───── Dataset extract ─────

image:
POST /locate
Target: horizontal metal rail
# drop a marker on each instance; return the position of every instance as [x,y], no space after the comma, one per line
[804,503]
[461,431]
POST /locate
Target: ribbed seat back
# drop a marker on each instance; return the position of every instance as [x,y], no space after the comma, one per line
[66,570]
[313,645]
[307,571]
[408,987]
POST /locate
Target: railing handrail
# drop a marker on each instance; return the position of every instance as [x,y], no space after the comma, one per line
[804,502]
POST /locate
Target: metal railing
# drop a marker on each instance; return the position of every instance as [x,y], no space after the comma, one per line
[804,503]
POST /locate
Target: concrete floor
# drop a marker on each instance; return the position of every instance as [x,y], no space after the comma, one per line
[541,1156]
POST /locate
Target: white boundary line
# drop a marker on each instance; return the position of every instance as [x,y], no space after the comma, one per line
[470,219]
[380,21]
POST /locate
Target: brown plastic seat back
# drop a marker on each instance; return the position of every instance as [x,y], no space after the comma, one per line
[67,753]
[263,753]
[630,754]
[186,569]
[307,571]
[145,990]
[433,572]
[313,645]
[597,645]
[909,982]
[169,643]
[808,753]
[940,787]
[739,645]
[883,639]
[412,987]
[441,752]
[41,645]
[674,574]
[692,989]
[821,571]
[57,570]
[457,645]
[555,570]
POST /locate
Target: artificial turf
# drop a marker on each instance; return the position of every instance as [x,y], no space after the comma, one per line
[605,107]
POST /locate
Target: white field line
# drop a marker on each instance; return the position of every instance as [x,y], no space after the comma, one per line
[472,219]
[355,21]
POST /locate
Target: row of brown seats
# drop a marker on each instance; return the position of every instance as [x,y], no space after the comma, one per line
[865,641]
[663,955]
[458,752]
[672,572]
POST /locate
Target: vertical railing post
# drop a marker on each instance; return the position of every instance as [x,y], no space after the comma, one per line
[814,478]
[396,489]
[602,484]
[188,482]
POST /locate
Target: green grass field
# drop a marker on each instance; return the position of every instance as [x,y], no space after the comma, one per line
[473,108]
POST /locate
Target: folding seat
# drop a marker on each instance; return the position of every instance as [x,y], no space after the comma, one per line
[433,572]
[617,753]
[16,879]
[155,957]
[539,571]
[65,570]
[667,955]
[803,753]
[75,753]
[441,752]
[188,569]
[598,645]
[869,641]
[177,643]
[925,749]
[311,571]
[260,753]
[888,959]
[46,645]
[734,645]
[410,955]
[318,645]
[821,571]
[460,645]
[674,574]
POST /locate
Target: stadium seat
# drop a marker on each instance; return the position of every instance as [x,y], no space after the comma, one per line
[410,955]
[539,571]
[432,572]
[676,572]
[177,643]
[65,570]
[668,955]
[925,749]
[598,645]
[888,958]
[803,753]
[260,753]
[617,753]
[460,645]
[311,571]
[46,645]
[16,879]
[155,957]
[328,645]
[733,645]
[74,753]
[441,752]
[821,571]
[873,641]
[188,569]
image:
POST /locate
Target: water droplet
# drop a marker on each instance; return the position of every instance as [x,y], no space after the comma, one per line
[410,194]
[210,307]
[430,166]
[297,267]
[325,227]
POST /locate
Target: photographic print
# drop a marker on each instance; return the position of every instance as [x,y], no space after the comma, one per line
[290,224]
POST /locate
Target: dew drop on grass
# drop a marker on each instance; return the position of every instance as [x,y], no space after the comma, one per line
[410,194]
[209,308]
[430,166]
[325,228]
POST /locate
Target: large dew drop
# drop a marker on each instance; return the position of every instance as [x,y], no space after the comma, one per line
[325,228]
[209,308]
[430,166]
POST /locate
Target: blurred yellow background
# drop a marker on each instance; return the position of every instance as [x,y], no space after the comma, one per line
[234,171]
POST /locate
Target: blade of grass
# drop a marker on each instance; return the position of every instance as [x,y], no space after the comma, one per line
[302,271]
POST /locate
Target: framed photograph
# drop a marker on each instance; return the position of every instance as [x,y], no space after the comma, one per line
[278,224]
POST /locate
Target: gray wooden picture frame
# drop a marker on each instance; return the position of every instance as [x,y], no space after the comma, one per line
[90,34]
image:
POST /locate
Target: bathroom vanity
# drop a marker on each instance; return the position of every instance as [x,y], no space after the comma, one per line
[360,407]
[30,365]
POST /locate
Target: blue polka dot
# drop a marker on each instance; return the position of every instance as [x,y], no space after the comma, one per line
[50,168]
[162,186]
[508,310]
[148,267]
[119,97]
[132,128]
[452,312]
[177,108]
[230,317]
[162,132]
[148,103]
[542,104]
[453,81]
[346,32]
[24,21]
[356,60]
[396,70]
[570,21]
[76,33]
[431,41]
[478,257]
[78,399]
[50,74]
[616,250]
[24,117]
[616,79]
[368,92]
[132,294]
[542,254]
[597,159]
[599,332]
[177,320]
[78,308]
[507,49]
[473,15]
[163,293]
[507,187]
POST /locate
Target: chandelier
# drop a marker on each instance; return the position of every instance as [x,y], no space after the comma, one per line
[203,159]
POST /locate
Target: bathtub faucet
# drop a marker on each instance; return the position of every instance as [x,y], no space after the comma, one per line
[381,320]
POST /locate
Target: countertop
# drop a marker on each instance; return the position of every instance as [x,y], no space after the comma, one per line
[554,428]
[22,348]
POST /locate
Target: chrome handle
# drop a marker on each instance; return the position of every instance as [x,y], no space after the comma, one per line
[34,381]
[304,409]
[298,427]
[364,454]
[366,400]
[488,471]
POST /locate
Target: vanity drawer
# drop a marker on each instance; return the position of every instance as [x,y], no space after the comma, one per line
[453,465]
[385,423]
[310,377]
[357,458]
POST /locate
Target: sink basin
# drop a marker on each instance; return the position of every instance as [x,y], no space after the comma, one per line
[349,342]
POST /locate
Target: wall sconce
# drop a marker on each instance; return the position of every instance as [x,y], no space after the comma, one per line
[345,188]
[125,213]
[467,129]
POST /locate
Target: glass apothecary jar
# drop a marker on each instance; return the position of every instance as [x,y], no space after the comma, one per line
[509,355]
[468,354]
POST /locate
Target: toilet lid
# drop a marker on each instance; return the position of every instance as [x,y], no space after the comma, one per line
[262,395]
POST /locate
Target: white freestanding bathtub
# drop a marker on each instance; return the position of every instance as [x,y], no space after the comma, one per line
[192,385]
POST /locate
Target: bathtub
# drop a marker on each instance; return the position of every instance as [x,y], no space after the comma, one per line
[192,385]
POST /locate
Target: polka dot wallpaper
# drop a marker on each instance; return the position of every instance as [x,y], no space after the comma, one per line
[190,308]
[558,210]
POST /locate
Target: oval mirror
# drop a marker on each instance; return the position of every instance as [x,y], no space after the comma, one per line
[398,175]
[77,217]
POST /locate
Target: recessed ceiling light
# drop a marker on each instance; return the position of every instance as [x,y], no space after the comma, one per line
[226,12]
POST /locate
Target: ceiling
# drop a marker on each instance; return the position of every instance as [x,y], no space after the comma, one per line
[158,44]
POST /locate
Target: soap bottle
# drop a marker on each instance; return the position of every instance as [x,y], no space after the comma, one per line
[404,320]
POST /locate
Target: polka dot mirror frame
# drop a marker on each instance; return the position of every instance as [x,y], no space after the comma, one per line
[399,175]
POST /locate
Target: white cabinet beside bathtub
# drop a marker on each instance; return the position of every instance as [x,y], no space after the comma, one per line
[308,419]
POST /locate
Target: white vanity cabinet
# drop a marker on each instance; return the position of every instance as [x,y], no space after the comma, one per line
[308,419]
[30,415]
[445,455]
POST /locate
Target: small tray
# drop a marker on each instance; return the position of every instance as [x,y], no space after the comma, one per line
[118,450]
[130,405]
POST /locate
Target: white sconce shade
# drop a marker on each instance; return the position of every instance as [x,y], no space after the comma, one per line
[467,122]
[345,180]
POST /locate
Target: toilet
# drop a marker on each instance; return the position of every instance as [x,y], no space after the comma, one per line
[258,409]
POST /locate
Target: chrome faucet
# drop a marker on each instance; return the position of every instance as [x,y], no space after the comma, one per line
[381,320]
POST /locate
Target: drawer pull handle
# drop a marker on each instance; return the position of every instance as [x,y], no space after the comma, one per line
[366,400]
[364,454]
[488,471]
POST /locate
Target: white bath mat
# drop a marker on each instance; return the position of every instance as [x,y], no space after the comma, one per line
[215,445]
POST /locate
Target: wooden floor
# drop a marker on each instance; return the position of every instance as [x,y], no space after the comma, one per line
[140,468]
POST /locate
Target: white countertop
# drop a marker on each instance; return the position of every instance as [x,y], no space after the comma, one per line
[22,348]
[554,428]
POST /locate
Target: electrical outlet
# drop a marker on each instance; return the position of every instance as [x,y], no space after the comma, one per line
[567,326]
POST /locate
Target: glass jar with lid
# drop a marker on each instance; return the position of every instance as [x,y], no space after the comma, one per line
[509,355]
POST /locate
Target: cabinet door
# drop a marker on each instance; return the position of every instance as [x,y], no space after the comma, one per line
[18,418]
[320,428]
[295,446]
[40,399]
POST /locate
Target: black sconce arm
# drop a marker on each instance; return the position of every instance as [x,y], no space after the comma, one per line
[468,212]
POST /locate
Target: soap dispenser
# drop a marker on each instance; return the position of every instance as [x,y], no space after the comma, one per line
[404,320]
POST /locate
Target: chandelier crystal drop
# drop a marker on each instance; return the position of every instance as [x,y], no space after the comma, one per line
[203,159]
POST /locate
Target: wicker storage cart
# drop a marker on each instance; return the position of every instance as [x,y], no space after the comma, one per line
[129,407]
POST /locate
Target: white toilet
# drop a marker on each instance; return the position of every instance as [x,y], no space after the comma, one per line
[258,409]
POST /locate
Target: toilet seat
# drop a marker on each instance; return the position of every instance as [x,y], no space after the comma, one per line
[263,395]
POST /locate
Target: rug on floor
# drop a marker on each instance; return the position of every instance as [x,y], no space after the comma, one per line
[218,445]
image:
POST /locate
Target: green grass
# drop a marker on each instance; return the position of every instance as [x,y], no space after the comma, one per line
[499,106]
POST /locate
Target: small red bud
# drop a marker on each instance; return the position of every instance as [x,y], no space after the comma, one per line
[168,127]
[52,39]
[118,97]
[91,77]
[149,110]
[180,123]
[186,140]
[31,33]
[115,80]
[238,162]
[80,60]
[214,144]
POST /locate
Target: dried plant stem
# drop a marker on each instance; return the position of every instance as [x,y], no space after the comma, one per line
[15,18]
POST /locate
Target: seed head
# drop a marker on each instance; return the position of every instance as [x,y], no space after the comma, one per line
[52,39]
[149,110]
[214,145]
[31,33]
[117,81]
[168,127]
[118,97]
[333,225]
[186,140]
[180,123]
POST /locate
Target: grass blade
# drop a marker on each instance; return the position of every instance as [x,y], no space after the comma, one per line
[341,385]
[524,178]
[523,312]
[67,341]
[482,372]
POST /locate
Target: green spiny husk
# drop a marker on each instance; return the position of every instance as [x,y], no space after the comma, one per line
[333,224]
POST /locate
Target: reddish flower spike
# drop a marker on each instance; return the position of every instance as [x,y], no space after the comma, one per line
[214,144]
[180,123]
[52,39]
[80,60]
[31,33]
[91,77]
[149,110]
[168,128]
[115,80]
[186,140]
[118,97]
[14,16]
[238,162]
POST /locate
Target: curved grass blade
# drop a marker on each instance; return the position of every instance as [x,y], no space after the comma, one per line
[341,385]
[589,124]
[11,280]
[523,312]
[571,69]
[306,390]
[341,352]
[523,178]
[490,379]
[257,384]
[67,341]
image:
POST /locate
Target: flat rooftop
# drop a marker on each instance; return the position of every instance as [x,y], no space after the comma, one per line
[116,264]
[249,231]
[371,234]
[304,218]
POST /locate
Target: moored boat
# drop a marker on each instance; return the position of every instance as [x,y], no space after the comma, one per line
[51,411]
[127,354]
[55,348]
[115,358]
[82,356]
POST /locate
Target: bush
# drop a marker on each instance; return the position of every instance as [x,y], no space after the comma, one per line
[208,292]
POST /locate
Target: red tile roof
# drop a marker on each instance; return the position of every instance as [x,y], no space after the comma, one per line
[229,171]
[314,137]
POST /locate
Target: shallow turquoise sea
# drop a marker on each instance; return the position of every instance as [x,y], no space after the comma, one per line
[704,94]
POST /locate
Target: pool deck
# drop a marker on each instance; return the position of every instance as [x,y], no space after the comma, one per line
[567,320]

─────

*Problem to work on:*
Return every line of the listing above that contains the word "drawer".

*Response for this exercise:*
Target: vanity drawer
Target: drawer pull handle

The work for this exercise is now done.